REQUIRED WORK | In one to three sentences, use the text on the lymphatic system to explain why lymph nodes swell when the body is fighting infection.

People are often surprised when I tell them that the number one function of the Lymphatic System is to transport immune cells around the body.  Basically, your lymphatic system IS your immune system.  And yet if you go to the doctor because you are constantly getting sick you could be offered a script for antibiotics because they “may” help, but if you ask them about getting a Lymphatic Drainage treatment their response generally goes along the lines of … “well, it can’t hurt you I guess”.   You can’t blame the doctors though, my lecturer (Neil Piller, himself a Doctor and lecturer in medicine) says that GPs have one class on the lymphatic system in all of their training.  That’s one class, not one semester – four hours.  I have no words for this.  It makes my blood boil.  Apparently it’s exactly the same for nutrition – one class.  OK, I’m going to move on because I get really riled up thinking about that.

So, what does it mean to say the lymphatic system transports immune cells?  Immune cells are stored in lymph nodes for the most part, though there are also some circulating immune cells that do exactly that – circulate around the body looking for infection.  Lymph nodes can also be referred to as “glands” and that’s probably how you are most familiar with them – your can sometimes feel your glands come up when you are sick, particularly in illnesses like glandular fever (or Mono if you’re from the US) or tonsillitis.  You go to the doctor and he has a feel in your neck, under your armpits or in the groin area to see if the nodes are “up” (these are some of the areas where there are large collections of nodes).  And this is a normal thing to happen when your body is fighting infection – the body is signalled to produce more antibodies so the nodes kick into action to make them (getting bigger in the process) and then circulate them through the body to the site of the infection, via you guessed it – the lymphatic system.

immunesystem

Photo courtesy http://www.humanvitaminhealth.com on google images

What can happen is that with the winter weather our lymphatic systems can become sluggish and inefficient.  That can be due to lots of different things e.g. cold temperatures or exercising less.  When this happens the immune cells circulating around the body aren’t cleared out and replaced with new ones as efficiently as they should be, so the body is slower to respond to an attack of a virus and we succumb to illness.

A regular maintenance session of lymphatic drainage massage helps to stimulate the immune system, increasing circulation and moving out the old immune cells and replacing them with freshly produced immune cells which are more effective at fighting off the viruses.  Immune cells circulating in the lymphatic system can target a pathogen and transport it to the nearest lymph nodes where that cell is neutralised and then the waste material is transported through the heart and kidneys then excreted out of the body.  It’s a very efficient system when it is fully functioning.

I suggest that people who want to keep on top of their immune systems have a regular Lymphatic Drainage massage.  If you are generally healthy and are looking to maintain that health, then I suggest a session at the change of season, so once every three months.  If your immune system is more compromised, then I’d aim for once a month, at least during the colder months when we can all be a little more run down.

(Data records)
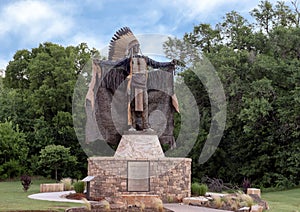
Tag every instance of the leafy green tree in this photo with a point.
(264, 15)
(13, 151)
(260, 76)
(37, 96)
(56, 158)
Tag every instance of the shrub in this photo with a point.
(246, 185)
(79, 187)
(26, 182)
(67, 183)
(203, 189)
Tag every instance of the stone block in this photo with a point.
(256, 208)
(51, 187)
(253, 191)
(194, 201)
(139, 146)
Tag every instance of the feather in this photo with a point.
(120, 43)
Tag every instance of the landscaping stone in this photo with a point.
(52, 187)
(256, 208)
(253, 191)
(244, 209)
(195, 201)
(149, 201)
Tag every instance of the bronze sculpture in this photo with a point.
(126, 82)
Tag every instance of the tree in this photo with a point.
(37, 96)
(13, 151)
(260, 76)
(264, 15)
(56, 157)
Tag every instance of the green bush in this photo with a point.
(79, 187)
(203, 189)
(199, 189)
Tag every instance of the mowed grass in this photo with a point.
(13, 198)
(283, 201)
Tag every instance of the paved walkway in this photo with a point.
(58, 197)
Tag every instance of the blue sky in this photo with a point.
(27, 23)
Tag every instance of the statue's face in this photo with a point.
(135, 49)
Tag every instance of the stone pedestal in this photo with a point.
(139, 146)
(139, 167)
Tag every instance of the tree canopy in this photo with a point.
(259, 66)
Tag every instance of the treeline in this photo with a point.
(258, 63)
(36, 110)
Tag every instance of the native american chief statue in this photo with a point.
(126, 89)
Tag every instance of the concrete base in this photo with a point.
(139, 145)
(170, 178)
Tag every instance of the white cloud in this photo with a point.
(35, 20)
(88, 38)
(3, 64)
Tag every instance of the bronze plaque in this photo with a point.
(138, 176)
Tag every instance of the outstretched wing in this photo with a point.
(120, 43)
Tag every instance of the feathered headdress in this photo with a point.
(120, 44)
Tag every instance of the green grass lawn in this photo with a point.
(13, 198)
(283, 201)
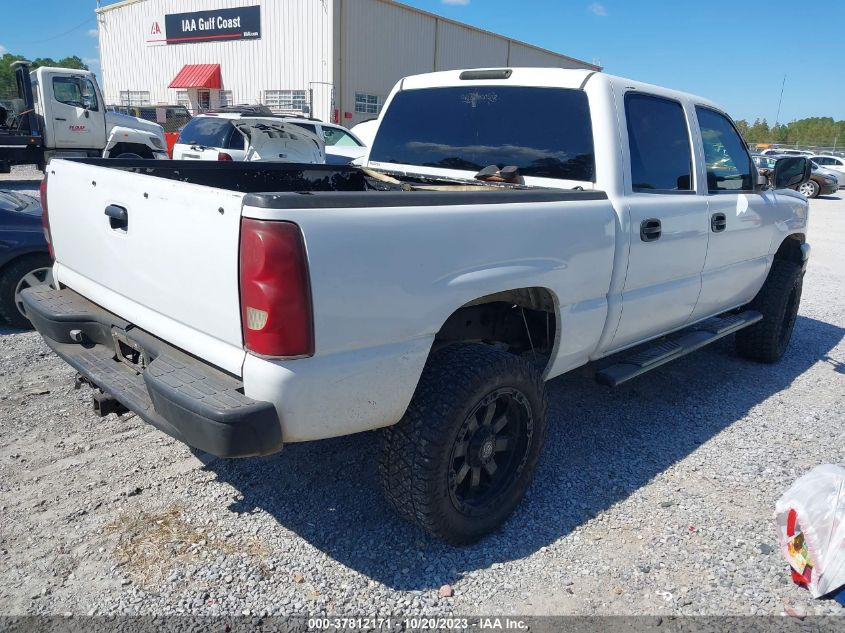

WRITTEN SOLUTION | When the body is fighting infection, it is signaled to produce more antibodies, so the lymph nodes kick into action to make them and get bigger in the process. The nodes then circulate those antibodies through the lymphatic system to the site of the infection.